Extract:
Metadata
WORK ID: YFA 3649 (Master Record)
Title | Year | Date |
THE PORT OF GOOLE | 1964 | 1964-01-01 |
Details
Original Format: 16mm Colour: Colour Sound: Sound Duration: 34 mins 08 secs Credits: A G&D JCC Production Subject: Working Life Urban Life Transport Industry Education |
Summary This is a film made by Goole and District Junior Chambers of Commerce to promote Goole as a port for industry. It features the docks as well as Goole town life. |
Description
This is a film made by Goole and District Junior Chambers of Commerce to promote Goole as a port for industry. It features the docks as well as Goole town life.
Title: ‘The Goole and District Junior Chambers of Commerce Presents’ ‘The Port of Goole‘
The film begins with a ship, the Steyving, arriving at Goole on the River Ouse. The commentary explains that historically the River was a highway for Viking raids and goes onto list some of the many ports that deal with Goole’s eight docks,...
This is a film made by Goole and District Junior Chambers of Commerce to promote Goole as a port for industry. It features the docks as well as Goole town life.

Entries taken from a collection
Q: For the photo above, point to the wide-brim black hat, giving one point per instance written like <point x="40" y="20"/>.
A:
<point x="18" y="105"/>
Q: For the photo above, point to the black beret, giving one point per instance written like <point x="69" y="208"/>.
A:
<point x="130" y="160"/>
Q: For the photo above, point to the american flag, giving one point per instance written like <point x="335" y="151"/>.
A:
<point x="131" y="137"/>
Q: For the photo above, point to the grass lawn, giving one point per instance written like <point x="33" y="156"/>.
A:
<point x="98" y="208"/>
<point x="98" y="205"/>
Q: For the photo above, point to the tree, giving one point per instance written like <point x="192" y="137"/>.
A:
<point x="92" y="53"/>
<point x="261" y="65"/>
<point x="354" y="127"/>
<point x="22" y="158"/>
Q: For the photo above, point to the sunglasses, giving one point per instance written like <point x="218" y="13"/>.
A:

Tasks:
**A)** Turn the paragraph of the film record that begins "Original Format: 16mm" into a short list of its facts.
**B)** Reproduce everything in the film record from "Title: ‘The Goole" down to "Goole’s eight docks,...".
Work only from the film record.

The results:
**A)**
- Original format: 16mm
- Color: color
- Sound: sound
- Duration: 34 minutes 8 seconds
- Credits: A G&D JCC Production
- Subjects: Working Life, Urban Life, Transport, Industry, Education

**B)**
Title: ‘The Goole and District Junior Chambers of Commerce Presents’ ‘The Port of Goole‘
The film begins with a ship, the Steyving, arriving at Goole on the River Ouse. The commentary explains that historically the River was a highway for Viking raids and goes onto list some of the many ports that deal with Goole’s eight docks,...